PROBLEM
The line that contains "Given the photograph above, carefully outline every snow-capped" marks the start. Please set it down, with every later line of the data, exactly and without pictures.

Free-text object descriptions
((
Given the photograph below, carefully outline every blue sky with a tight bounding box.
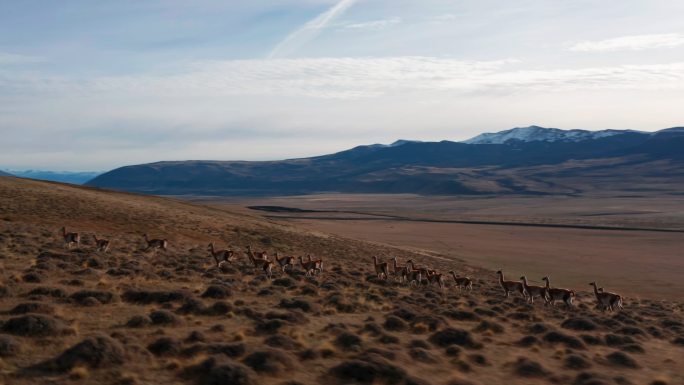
[1,0,684,170]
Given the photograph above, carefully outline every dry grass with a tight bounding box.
[0,177,683,385]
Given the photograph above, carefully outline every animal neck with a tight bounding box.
[498,272,504,284]
[544,279,550,290]
[592,283,599,296]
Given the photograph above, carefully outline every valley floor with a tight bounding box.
[198,193,684,300]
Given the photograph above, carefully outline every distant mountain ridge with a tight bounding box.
[9,170,102,185]
[87,126,684,196]
[0,170,13,177]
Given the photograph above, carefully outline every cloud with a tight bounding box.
[3,58,684,104]
[0,52,43,65]
[268,0,358,58]
[3,56,684,169]
[569,33,684,52]
[343,17,402,30]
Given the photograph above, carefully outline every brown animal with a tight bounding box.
[496,270,525,298]
[590,282,623,311]
[298,256,322,276]
[92,235,110,252]
[61,227,80,249]
[274,252,295,272]
[372,256,390,280]
[448,271,473,291]
[208,243,235,267]
[520,276,546,304]
[143,234,167,252]
[541,276,575,307]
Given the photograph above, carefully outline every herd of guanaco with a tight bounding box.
[60,227,623,311]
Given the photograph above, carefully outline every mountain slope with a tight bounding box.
[87,127,684,196]
[0,170,13,177]
[1,177,683,385]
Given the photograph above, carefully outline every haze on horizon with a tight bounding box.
[1,0,684,171]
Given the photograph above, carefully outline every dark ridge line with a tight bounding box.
[261,214,684,233]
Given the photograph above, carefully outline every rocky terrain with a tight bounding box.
[0,177,683,385]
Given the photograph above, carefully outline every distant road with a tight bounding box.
[250,206,684,233]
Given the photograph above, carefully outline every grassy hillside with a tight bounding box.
[0,178,682,385]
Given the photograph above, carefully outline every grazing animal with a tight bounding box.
[372,256,390,280]
[246,245,268,261]
[427,271,446,290]
[392,257,407,281]
[403,260,423,287]
[207,243,235,267]
[589,282,623,311]
[298,256,322,276]
[143,234,167,252]
[448,271,473,291]
[520,276,547,304]
[262,260,275,279]
[406,259,434,282]
[496,270,526,298]
[61,227,80,249]
[247,247,271,272]
[541,276,575,307]
[92,235,110,253]
[274,252,295,272]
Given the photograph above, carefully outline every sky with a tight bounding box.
[1,0,683,171]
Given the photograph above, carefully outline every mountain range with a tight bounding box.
[0,170,13,177]
[87,126,684,196]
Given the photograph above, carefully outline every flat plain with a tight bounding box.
[200,193,684,300]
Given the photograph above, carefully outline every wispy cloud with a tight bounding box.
[343,17,402,30]
[268,0,358,58]
[0,52,43,65]
[4,57,684,101]
[569,33,684,52]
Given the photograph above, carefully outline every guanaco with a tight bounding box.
[448,271,473,291]
[589,282,623,311]
[61,227,80,249]
[541,276,575,307]
[372,256,390,280]
[143,234,167,252]
[520,276,547,304]
[496,270,526,298]
[92,235,110,253]
[208,243,235,267]
[274,252,295,272]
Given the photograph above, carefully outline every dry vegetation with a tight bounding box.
[1,177,683,385]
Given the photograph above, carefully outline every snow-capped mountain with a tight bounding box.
[462,125,644,145]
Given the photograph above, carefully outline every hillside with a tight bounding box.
[1,177,683,385]
[87,127,684,196]
[0,171,13,177]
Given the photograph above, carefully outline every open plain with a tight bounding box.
[199,193,684,301]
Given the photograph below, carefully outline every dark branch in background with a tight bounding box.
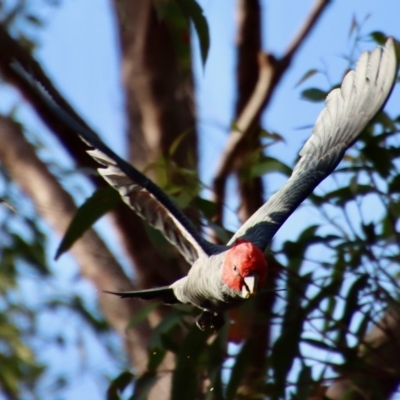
))
ANSWER TO THE EXERCISE
Given the photograph above, carefully outline every snow-capped mountain with a tight bounding box.
[462,125,644,145]
Given the photograph above, carefully outline every hillside with a tight bounding box.
[1,177,683,385]
[87,127,684,196]
[0,171,13,177]
Given the photograph above, carefully outline every open plain with a tight bounding box.
[199,193,684,301]
Given the photograph below, carefully outline every dark branch in background with a tight bounding box.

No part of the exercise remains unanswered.